“O que fizemos com o mundo?”

por Nélson Mateus e Alice Vieira

Querida avó,
Hoje começa um novo mês. Para muitos é o regresso ao trabalho depois de umas merecidas férias.
 
Quem não tem tido férias, nem mãos a medir, são os Bombeiros.
 
Agosto foi (mais) um mês em que existiram imensos incêndios de Norte a Sul de Portugal. A maioria dos fogos é de origem criminosa ou devido a queimadas. A sério? Vemos incêndios por toda a parte, Canada, Tenerife, Grécia, Havaí… São milhares de hectares em floresta que desaparecem diariamente. Aldeias que ficam reduzidas a cinzas, vidas que desaparecem… Como diria a minha avó: «É o fim do mundo!».
 
A minha avó também dizia muitas vezes «A mil chegarás; de dois mil não passarás». Efetivamente, os mais antigos previam o “fim do mundo” com a viragem do século… mas já chegámos a 2023.
 
A minha avó nunca foi dada a profecias nem a cenários apocalípticos!
 
No entanto, contava que os avós delas diziam que: «O outro mundo tinha acabado com o dilúvio, este iria acabar em chamas».
 
Tudo isto faz-me recuar, a 1995, à musica “Earth Song” (Canção da Terra), de Michael Jackson, que, como te deves recordar, fala dos problemas ambientais, causados “por nós” e negligenciados pelos governos.
 
«Você já parou para pensar/ Em todas as crianças mortas pela guerra?/ Você já parou para pensar/ Na Terra chorando, nessas praias de lágrimas?/ Agora já não sei mais onde estamos/ Eu só sei que fomos longe demais!».
 
Penso que já não há como remediar o irremediável!
 
O videoclipe, gravado há 28 anos, termina com um apelo à Paz entre a Rússia a Ucrânia. Incrível como a raça humana tende a cometer os mesmos erros inúmeras vezes.

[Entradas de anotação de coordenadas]
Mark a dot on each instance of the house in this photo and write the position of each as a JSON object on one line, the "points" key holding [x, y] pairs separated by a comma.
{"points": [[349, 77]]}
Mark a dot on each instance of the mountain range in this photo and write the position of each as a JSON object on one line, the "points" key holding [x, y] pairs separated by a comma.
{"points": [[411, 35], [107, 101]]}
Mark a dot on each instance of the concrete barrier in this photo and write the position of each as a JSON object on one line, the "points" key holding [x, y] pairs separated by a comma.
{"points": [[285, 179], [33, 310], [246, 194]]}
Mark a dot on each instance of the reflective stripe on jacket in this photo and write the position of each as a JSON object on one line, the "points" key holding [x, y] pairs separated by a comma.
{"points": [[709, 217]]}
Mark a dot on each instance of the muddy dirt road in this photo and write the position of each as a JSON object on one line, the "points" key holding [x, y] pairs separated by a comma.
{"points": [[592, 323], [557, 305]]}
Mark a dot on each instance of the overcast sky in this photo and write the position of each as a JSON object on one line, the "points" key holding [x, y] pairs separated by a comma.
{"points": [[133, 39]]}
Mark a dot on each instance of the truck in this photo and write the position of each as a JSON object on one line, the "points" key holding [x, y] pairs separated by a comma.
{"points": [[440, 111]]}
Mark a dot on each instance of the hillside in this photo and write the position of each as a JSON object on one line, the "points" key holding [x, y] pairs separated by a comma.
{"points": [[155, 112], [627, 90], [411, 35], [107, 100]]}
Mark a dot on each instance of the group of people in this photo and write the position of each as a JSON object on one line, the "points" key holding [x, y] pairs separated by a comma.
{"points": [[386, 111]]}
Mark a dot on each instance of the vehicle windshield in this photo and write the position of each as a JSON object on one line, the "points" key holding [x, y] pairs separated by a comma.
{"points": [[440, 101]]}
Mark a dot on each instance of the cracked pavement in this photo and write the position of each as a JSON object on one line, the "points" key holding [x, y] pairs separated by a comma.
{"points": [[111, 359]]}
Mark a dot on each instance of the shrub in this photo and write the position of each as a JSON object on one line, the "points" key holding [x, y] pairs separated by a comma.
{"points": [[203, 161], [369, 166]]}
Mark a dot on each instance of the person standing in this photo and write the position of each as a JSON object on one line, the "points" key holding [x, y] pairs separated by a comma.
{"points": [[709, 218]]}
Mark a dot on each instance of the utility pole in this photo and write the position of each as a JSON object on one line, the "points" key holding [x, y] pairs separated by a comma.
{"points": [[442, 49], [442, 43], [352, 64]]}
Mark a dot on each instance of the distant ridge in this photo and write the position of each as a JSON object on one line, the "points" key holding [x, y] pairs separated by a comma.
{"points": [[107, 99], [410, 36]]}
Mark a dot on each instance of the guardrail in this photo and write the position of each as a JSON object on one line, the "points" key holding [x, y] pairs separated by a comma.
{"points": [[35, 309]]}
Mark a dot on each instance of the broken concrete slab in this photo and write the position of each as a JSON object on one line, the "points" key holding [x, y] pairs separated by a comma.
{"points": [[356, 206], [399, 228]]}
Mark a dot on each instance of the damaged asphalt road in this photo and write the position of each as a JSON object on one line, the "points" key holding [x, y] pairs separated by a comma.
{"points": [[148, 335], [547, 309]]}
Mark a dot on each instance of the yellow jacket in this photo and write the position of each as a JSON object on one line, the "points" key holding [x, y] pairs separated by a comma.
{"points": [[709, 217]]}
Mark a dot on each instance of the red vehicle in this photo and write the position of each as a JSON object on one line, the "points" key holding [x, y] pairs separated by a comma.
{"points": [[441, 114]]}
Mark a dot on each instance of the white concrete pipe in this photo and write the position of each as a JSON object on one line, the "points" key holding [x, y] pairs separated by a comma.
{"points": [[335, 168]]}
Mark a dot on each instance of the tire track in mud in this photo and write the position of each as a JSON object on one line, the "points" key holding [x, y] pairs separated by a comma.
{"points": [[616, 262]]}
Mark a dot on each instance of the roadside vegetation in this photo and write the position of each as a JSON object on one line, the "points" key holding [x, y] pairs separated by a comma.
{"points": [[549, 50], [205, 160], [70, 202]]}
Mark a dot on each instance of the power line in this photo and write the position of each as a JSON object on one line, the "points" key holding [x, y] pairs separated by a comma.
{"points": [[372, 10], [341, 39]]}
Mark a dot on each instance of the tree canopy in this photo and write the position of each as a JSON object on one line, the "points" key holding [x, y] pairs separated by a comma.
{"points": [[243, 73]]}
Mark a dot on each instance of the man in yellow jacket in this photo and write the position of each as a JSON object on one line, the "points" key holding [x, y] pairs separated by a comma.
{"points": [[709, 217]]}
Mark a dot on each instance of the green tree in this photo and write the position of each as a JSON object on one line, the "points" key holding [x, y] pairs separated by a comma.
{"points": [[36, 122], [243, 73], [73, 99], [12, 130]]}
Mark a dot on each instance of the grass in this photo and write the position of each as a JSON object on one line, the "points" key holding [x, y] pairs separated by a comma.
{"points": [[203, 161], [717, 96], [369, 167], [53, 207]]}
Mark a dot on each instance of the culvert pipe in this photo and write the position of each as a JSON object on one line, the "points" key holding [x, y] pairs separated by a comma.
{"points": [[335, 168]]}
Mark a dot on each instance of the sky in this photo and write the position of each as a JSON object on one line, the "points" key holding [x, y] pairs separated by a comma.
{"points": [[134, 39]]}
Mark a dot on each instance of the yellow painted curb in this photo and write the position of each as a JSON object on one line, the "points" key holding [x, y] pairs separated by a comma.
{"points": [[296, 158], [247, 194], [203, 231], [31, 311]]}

§ **O que fazer**
Segundo a fonte, qual é a origem da maioria dos fogos?

§ **Resolução do exercício**
A maioria dos fogos é de origem criminosa ou devido a queimadas.